- [PROBLEM REQUIREMENTS]: Copy the rows from the line containing "Medical imaging task — a pathologist needs the location of green" through the end of the rows, replacing "grass" with "turf" and changing nothing else.

[START DATA SUPPLIED]

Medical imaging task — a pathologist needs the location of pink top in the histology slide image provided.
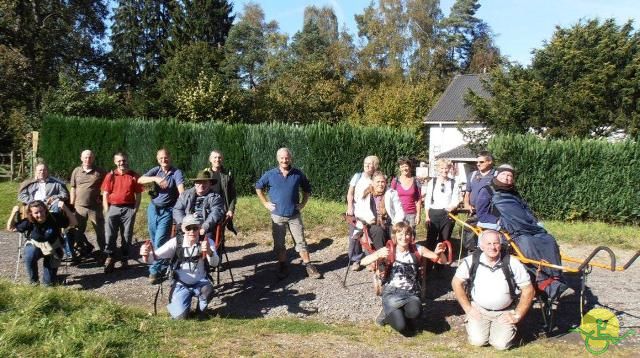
[391,178,420,214]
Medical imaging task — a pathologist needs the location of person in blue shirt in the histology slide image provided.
[255,148,322,279]
[138,148,184,284]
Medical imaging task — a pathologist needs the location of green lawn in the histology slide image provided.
[0,182,640,250]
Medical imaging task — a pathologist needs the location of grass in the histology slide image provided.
[0,182,640,250]
[0,280,632,357]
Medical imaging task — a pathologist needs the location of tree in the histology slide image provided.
[224,3,286,90]
[469,19,640,137]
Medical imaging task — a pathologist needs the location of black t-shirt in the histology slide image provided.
[16,213,69,244]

[END DATA SUPPLIED]

- [SOLUTION TO THIS PROBLEM]:
Medical imaging task — a pathologist needs the location of green lawn in the histology slide image provided.
[0,182,640,250]
Medical imaging task — a pathologist needs the location of turf in the histology slide image provided.
[0,182,640,250]
[0,280,632,357]
Medical imaging task — a pathologist needs the location of tree in the histology slide image provided.
[224,3,286,90]
[469,19,640,137]
Medical imaging task — a pathologist needs the location of black t-shirt in the histology slide image provided.
[16,213,69,244]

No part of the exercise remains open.